[Opening Supplied material section]

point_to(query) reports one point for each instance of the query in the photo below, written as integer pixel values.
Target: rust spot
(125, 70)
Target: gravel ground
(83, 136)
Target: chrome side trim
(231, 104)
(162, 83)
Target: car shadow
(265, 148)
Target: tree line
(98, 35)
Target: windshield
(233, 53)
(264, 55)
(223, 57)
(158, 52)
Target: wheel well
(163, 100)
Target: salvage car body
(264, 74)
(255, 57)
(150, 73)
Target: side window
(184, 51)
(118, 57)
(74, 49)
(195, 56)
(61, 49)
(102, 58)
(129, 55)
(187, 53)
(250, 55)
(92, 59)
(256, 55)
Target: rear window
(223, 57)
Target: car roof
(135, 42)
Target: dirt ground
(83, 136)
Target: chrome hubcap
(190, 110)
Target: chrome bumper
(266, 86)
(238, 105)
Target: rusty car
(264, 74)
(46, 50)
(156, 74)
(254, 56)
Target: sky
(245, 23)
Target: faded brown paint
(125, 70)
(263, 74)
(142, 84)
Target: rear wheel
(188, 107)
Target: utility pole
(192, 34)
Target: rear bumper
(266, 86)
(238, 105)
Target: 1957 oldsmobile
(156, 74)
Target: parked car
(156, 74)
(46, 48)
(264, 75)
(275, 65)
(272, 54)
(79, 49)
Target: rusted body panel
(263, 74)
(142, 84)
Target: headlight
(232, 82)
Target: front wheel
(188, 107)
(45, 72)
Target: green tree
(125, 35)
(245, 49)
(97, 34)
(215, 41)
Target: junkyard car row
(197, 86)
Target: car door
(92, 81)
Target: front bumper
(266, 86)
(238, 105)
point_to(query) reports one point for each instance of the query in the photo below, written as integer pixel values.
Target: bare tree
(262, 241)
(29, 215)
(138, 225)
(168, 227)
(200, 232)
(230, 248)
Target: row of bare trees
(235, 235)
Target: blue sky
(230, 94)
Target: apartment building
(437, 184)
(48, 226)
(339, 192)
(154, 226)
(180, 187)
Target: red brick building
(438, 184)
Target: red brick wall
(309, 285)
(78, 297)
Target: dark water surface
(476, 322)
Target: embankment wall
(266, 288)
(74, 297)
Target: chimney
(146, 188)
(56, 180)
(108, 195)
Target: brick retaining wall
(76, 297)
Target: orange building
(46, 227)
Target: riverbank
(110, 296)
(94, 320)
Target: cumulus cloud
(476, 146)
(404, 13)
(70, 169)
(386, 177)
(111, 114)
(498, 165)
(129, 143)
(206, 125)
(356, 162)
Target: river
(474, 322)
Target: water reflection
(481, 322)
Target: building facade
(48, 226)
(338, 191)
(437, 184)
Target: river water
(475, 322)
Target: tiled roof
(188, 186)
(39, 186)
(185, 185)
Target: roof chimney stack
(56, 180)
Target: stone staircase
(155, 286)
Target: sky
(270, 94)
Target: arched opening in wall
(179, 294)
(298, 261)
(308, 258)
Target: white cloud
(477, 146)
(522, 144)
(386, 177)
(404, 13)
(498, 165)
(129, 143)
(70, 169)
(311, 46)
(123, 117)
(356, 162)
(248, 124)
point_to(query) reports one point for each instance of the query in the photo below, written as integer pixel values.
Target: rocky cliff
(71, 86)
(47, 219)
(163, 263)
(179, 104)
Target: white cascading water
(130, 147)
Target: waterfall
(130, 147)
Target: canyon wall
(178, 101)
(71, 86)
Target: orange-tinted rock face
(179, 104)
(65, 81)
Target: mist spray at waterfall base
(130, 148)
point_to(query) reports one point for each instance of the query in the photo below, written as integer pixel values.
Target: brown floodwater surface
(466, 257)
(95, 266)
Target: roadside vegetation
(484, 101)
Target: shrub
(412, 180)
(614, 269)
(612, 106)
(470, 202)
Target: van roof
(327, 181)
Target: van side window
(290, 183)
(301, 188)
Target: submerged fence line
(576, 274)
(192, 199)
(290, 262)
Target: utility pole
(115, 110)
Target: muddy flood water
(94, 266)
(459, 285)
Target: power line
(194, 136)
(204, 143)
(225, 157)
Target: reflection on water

[Closing Supplied material section]

### Goal of the exercise
The output must reproduce the whole listing without a single change.

### Answer
point_to(query) reports one point for each instance of the query in the photo below, written as integer pixel values.
Target: rust spot
(125, 70)
Target: gravel ground
(83, 136)
Target: chrome side trim
(231, 104)
(162, 83)
Target: car shadow
(265, 148)
Target: tree line
(98, 35)
Target: windshield
(233, 53)
(264, 55)
(223, 57)
(158, 52)
Target: wheel well
(163, 100)
Target: salvage car body
(264, 74)
(255, 57)
(150, 73)
Target: side window
(184, 51)
(118, 57)
(74, 49)
(195, 56)
(61, 49)
(102, 58)
(129, 55)
(187, 53)
(250, 55)
(92, 59)
(256, 55)
Target: rear window
(223, 57)
Target: car roof
(135, 42)
Target: dirt ground
(83, 136)
Target: chrome hubcap
(190, 110)
Target: chrome bumper
(266, 86)
(238, 105)
Target: rusty car
(264, 74)
(46, 50)
(156, 74)
(254, 56)
Target: sky
(245, 23)
Target: faded brown paint
(125, 70)
(263, 74)
(142, 84)
Target: rear wheel
(188, 107)
Target: utility pole
(192, 34)
Target: rear bumper
(266, 86)
(238, 105)
Target: 1957 oldsmobile
(156, 74)
Target: parked car
(156, 74)
(46, 48)
(264, 75)
(275, 65)
(272, 54)
(79, 49)
Target: rusted body panel
(263, 74)
(142, 84)
Target: headlight
(232, 82)
Target: front wheel
(188, 107)
(45, 72)
Target: green tree
(125, 35)
(245, 49)
(97, 34)
(215, 41)
Target: junkyard car row
(197, 86)
Target: car door
(92, 81)
Target: front bumper
(266, 86)
(238, 105)
point_to(query) reports one point for each instance of the query in the photo below, written as integer pixel values.
Target: bare tree
(262, 241)
(29, 215)
(138, 225)
(168, 227)
(200, 232)
(230, 248)
Target: row of bare trees
(235, 235)
Target: blue sky
(230, 94)
Target: apartment building
(437, 184)
(48, 226)
(339, 192)
(154, 226)
(180, 187)
Target: red brick building
(438, 184)
Target: red brick wall
(309, 285)
(78, 297)
Target: dark water surface
(476, 322)
Target: embankment wall
(266, 288)
(74, 297)
Target: chimney
(146, 188)
(56, 180)
(108, 195)
Target: brick retaining wall
(76, 297)
Target: orange building
(46, 227)
Target: riverbank
(110, 296)
(94, 320)
Target: cumulus cloud
(476, 146)
(404, 13)
(70, 169)
(386, 177)
(111, 114)
(498, 165)
(129, 143)
(206, 125)
(356, 162)
Target: river
(474, 322)
Target: water reflection
(481, 322)
Target: building facade
(48, 226)
(338, 191)
(437, 184)
Target: river water
(475, 322)
Target: tiled roof
(188, 186)
(39, 186)
(185, 185)
Target: roof chimney stack
(56, 180)
Target: stone staircase
(155, 286)
Target: sky
(270, 94)
Target: arched opening in wall
(179, 294)
(298, 261)
(308, 258)
Target: white cloud
(477, 146)
(522, 144)
(386, 177)
(404, 13)
(498, 165)
(129, 143)
(70, 169)
(311, 46)
(123, 117)
(356, 162)
(248, 124)
point_to(query) reports one point for each instance of the query in the photo below, written as integer pixel values.
Target: rocky cliff
(71, 86)
(47, 219)
(163, 263)
(179, 104)
Target: white cascading water
(130, 147)
Target: waterfall
(130, 147)
Target: canyon wall
(178, 101)
(71, 86)
Target: orange-tinted rock face
(179, 104)
(65, 81)
Target: mist spray at waterfall base
(130, 148)
point_to(query) reports one point for each instance of the query in the photo below, written as integer pixel values.
Target: brown floodwater surface
(466, 257)
(95, 266)
Target: roadside vegetation
(484, 101)
Target: shrub
(412, 180)
(614, 269)
(612, 106)
(470, 202)
Target: van roof
(327, 181)
Target: van side window
(290, 183)
(301, 188)
Target: submerged fence line
(576, 274)
(192, 199)
(290, 262)
Target: utility pole
(115, 110)
Target: muddy flood water
(94, 266)
(459, 285)
Target: power line
(194, 136)
(204, 143)
(225, 157)
Target: reflection on water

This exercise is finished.